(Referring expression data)

■ ■ ■ ■

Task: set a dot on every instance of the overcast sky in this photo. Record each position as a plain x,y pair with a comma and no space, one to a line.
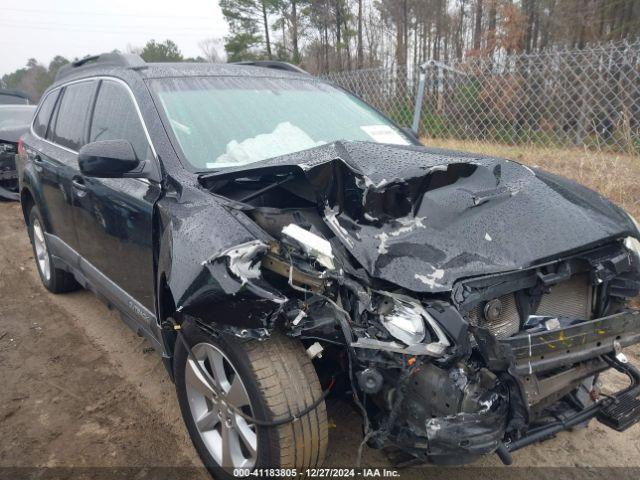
41,29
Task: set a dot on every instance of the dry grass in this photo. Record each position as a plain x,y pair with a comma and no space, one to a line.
616,176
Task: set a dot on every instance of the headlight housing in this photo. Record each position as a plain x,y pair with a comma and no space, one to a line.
403,319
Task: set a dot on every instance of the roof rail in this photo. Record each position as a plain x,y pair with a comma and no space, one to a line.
104,59
275,64
15,93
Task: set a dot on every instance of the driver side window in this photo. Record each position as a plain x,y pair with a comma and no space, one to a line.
115,118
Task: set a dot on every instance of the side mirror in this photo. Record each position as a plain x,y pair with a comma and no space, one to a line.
109,159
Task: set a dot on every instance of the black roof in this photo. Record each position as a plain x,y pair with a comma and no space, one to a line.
111,63
15,93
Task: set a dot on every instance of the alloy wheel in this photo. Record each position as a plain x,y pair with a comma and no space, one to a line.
229,438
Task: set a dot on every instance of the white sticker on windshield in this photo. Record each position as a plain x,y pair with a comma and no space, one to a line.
384,134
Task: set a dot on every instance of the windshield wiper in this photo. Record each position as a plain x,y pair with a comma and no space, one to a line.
271,186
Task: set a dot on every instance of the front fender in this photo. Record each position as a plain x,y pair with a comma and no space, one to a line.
198,241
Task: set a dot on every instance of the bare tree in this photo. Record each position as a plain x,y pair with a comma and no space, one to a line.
211,48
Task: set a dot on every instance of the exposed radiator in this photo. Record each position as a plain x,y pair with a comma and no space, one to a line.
572,298
568,299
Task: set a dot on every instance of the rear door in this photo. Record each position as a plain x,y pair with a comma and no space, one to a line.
114,218
56,158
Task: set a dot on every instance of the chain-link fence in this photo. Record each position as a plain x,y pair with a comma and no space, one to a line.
587,98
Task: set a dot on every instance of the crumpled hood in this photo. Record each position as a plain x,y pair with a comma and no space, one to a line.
423,218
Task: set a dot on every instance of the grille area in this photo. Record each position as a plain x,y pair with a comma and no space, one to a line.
506,324
568,299
572,298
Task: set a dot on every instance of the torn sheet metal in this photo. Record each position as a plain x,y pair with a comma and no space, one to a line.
424,218
211,258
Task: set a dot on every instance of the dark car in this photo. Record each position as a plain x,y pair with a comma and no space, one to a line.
13,97
278,241
14,122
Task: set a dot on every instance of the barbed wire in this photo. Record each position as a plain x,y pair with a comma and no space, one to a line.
561,97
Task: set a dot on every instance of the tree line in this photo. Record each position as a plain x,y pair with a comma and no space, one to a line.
334,35
34,78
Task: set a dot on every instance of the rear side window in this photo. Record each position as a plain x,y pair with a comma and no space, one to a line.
44,114
115,118
72,114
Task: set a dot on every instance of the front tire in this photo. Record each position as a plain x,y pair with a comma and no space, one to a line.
267,379
54,279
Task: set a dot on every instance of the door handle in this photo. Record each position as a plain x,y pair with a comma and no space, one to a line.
37,161
78,184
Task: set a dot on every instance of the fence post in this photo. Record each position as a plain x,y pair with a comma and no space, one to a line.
417,111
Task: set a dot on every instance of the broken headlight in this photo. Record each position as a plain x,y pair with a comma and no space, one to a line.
403,319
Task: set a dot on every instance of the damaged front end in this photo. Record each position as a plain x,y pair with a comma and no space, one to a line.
461,329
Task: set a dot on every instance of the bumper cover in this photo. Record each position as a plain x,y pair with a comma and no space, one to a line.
544,351
8,177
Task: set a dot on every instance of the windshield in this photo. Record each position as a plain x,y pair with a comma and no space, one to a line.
12,117
230,121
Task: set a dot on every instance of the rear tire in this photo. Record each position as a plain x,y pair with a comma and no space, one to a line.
279,380
54,279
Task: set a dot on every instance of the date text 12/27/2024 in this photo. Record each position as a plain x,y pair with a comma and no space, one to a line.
317,472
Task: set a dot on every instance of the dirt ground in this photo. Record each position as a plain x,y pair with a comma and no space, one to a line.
80,394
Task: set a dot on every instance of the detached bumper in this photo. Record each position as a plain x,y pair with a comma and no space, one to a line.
544,351
8,177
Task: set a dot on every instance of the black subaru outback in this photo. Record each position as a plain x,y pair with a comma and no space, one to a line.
278,240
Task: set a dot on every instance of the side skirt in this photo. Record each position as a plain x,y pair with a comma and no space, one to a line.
135,315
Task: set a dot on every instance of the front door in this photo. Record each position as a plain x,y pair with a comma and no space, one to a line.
56,158
114,217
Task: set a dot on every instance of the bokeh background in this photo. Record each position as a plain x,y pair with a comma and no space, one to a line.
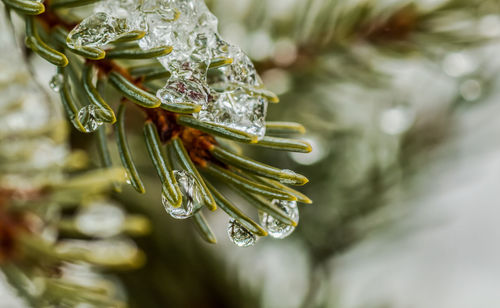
400,100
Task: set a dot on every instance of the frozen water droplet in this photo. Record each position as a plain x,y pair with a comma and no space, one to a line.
191,196
100,220
276,228
318,153
287,173
180,90
236,109
97,30
240,235
56,82
241,71
89,118
191,29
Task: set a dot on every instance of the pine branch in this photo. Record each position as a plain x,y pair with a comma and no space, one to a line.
166,124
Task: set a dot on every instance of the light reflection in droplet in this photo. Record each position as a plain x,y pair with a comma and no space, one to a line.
470,89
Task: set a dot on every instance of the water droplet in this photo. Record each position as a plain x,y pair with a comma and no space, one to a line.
276,228
56,82
100,220
229,98
97,30
287,173
240,235
180,90
237,109
89,118
318,153
191,196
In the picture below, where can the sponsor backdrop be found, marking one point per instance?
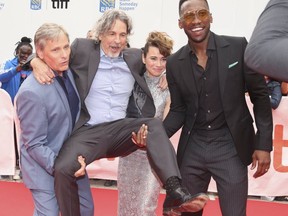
(22, 17)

■ ■ ■ ■

### Aim of the exercise
Omitting all pictures, reproduce the records above in their entirety.

### Output of the task
Task: set a dot on every instance of the overcast sky in this photo. Record each position as a plain x,y pair with a comma and no space, one to a line.
41,29
Task: set a dot on every instance of the dry grass in this photo. Record each position as a plain x,y pair with a comma and no space, one to a line.
616,176
Task: set a dot on every instance of the headlight housing in this photo. Record each position as a plain x,y pair with a comma and no space, one to a line.
403,319
Task: set a dot on every instance of the roof rail in this photo. Record each position as a plain x,y pair with a comma and no space, one to a line.
104,59
275,64
15,93
Task: set a dot on every instance of the driver side window in this photo. Record each position as a plain x,y pair with a comma and no space, one to a line.
115,118
Task: set a dot on every instance of the side mirror in this photo. Record each position as a plain x,y pair with a comma and no space, one to a line.
109,159
Task: set a dot on every instance of the black roof in this photo. Record each position as a plain x,y pair with a comma and no space, one to a line.
111,63
15,93
Task: set a dot on every instance of the alloy wheel in this photo. Record each position as a plain x,y pair with a comma and no space, one to a line.
229,438
Task: set a dot on every instance of the white sticker on windshield in this photo. Record each position as a plain x,y pair with a comma and no space, one to a line.
384,134
Task: set a dot on every instance of the windshield wiper in this photo. Record each position as a plain x,y pair with a comma and no space, one to a line.
271,186
Task: set a dot on every instance of the front fender in this photo. Record each position as a plain x,y pair with a comma and no space, one to a line.
198,241
Task: set a dot on every instance of the bare tree in this photo. Record each position as a plain x,y pair with a comma and no space, one to a line.
211,48
Task: set a dot on every instance of the exposed radiator in this photo. Record each position as a plain x,y pair with a comma and no space, one to a line.
572,298
568,299
Task: set a dot on every instance of the rear door in this photo. Record each position as a plain x,y pair with a comma and no space, one to a line.
114,218
56,158
Task: set a dot on every instance of the chain-link fence in this photo. Record each position as a plain x,y pair with a comma and no space, one to a line.
587,98
Task: set a dot on every instance of the crumpled hood in this photo. Record each position as a plain x,y pair with a comma and no space, one to a line.
423,218
Task: set a dot on every instance of the grille area in this photo. Record each position as a plain x,y pair with a comma and no space, one to a line.
506,324
568,299
572,298
Task: set a dot on every instance of the torn sheet metal in this photo. Record each position as a plain x,y pair with a comma and no space, one to a line.
424,218
211,258
Task: set a dot on every instance of the dark car in this photo. Record each position as a plain x,y pair with a comma and no space, one to a line.
13,97
278,241
14,122
Task: set a dot on every instance of the barbed wire in this photo. Record each position as a plain x,y pair with a comma and no space, one to a line.
561,97
Task: set a dot on every instance of the tree line in this photo. Record each position as a plain x,y pair with a comma and no space, one to a line.
334,35
34,78
Task: set a dot on every instance of the rear side window in this photo. Record each position as a plain x,y pair with a comma and no space, one to a line.
44,114
115,118
72,114
Task: set a dot on every instance of the front tire in this photo. Record each position as a plain x,y pair with a comma and no space, one to a line.
267,379
54,279
Task: set a dot on every instance of the door handle in this photo. Record each position as a plain x,y pair with a comma and no space, one to a line.
37,161
78,184
Task: set a dot on every instance of the fence post in this photo. Record each position as a plain x,y pair with a comma and no space, one to a line.
417,111
Task: set a dot on every instance of the broken headlight in this photo. Record each position as a plain x,y pair with a comma and no space, one to a line.
403,319
Task: set a dot on every instance of the damaged front end in this photo. Record each position as a plain x,y pair with a comma and no space, one to a line.
461,329
Task: set a dot on every instance of the bumper cover in this photo. Record each position as a plain x,y pair with a comma and no space, one to a line.
544,351
8,177
Task: set a dot on every instance of the windshield in this photo. Record each position as a plain x,y pair with a comma and no space, one to a line.
12,117
230,121
Task: set a dot on every instance of the rear tire in this photo. Record each position as a plain x,y pair with a comma and no space, one to a line.
279,380
54,279
Task: set a dot on every instance of the date text 12/27/2024 in this photo. Record each position as a plain x,y pair with a comma and no space, one to a line.
317,472
Task: set a dot on every instance of the dirt ground in this photo. Record each position as a plain x,y pair with a comma and no space, one to a line.
80,394
Task: set a dot on every instance of the detached bumper in this photo. Record each position as a plain x,y pair with a comma and no space, one to a line.
544,351
8,177
Task: set a dot on every instance of the black subaru outback in this photo. Record each position as a plain x,y pair with a comma and no space, one to a line.
278,240
Task: set a dot on every instance of the side skirt in this photo. Record each position as a plain x,y pair with a comma and no space, one to a line.
135,315
Task: set a dot on every instance of the front door in this photo. Record each position as a plain x,y pair with a comma and no space, one to a line.
56,158
114,217
Task: set a dot on every instance of the bokeh background in this photo. Record each position as a plain x,y pair with a comma and no space, one to a line.
400,100
Task: set a dot on every instance of the frozen water droplet in this photo. Record each position as a plain x,y pair with a comma and no space, one to a line.
191,196
100,220
276,228
318,153
287,173
180,90
236,109
97,30
240,235
56,82
241,71
89,118
191,29
Task: set a dot on every instance of the pine branch in this photo. Record each position as a plain x,y pair with a comma and no space, one to a line.
166,124
Task: set a dot on every instance of the light reflection in droplet in this photo. Record each position as a plain x,y pair with a comma and no space, one to a line.
470,89
Task: set a dot on every instance of the water droplet in this photo. Record each position as a plain x,y pair with a comma and no space, one to a line.
276,228
56,82
100,220
229,98
97,30
287,173
240,235
180,90
237,109
89,118
318,153
191,196
In the picture below, where can the sponsor backdrop be found, marking one point per instance?
(22, 17)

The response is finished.